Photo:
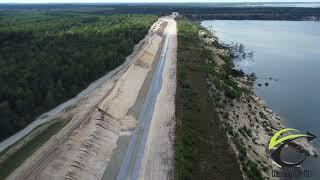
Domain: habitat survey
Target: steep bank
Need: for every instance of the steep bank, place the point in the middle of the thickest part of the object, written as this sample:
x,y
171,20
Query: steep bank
x,y
202,150
248,122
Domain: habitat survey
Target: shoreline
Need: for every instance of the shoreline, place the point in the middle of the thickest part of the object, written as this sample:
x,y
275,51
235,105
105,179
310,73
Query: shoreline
x,y
249,123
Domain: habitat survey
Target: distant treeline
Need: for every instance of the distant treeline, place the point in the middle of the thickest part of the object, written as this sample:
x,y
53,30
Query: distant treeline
x,y
44,59
192,11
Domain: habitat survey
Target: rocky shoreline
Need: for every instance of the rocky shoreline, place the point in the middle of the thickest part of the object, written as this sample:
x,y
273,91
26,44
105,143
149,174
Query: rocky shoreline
x,y
248,122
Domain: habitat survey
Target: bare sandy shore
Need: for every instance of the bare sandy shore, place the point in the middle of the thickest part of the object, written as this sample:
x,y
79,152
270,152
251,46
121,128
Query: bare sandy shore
x,y
157,162
83,148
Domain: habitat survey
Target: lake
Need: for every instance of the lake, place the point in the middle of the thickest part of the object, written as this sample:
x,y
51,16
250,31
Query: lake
x,y
286,61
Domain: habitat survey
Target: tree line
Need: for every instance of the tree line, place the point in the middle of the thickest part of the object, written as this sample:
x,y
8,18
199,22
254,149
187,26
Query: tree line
x,y
46,59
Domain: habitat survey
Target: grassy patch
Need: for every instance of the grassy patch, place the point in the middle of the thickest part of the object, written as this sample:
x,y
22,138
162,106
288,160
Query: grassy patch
x,y
17,158
201,147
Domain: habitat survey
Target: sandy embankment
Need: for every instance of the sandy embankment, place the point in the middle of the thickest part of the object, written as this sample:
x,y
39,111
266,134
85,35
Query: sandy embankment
x,y
83,148
248,121
157,162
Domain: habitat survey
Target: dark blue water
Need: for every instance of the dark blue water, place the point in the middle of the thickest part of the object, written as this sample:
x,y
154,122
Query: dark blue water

**Directive:**
Every record above must be given again exactly; drop the pictures.

**Expected answer:**
Photo:
Domain: habitat survey
Target: steep bank
Need: for every instance of the steep bank, place the point in the middle of the thickest part of the object, written as this sample:
x,y
171,20
Query: steep bank
x,y
202,150
248,122
Domain: habitat survey
Target: shoreline
Need: for every instance of the shoreline, place the point in the middle of the thickest part of the object, written as this sample:
x,y
275,51
235,105
105,179
310,73
Query: shoreline
x,y
249,123
Domain: habitat survey
Target: distant treeline
Need: for every instance of the distant treeline, place the point in the middle of the thickest part of the object, written as this sample:
x,y
53,30
Query: distant treeline
x,y
44,59
192,11
Domain: habitat survey
Target: rocky shoreline
Need: for every instance of the rocky shoreline, place the point in the middle of the thickest part of the object, written as this sample:
x,y
273,91
26,44
105,143
149,174
Query: rocky shoreline
x,y
248,122
Domain: habitat survey
Target: bare sandy shore
Need: for every instance of the bare sandy shore, place the point in the middle of the thickest part of the object, written as this sample:
x,y
79,152
270,152
251,46
121,128
Query: bare sandy shore
x,y
157,162
83,148
Domain: habitat survey
Target: lake
Need: for every instance of the lake, place the point in the middle of the thickest part of the object, written as this sample:
x,y
51,16
250,31
Query: lake
x,y
286,61
Domain: habitat survey
Target: tree line
Need: for every instance of the tree line, place the point in the middle of the thickest part of the object, written as this sample:
x,y
8,18
199,22
254,149
187,26
Query: tree line
x,y
46,59
Domain: habitat survey
Target: grassy patch
Need: for every instance of the grassy patch, place the point in the middle of the thickest part of the object, written as this sample:
x,y
22,138
162,106
288,160
Query: grassy patch
x,y
17,158
201,147
Domain: habitat survey
Target: sandy embankment
Need: for every instance of the sandy embankment, place the point in the middle of the thickest part of the object, written as this sample:
x,y
39,111
266,134
85,35
Query: sandy embankment
x,y
83,148
248,121
157,162
Domain: habitat survey
Target: dark blue water
Need: for every instance of the dark blue water, place the point in the middle of the thickest part of the object, written as this sample:
x,y
154,122
Query: dark blue water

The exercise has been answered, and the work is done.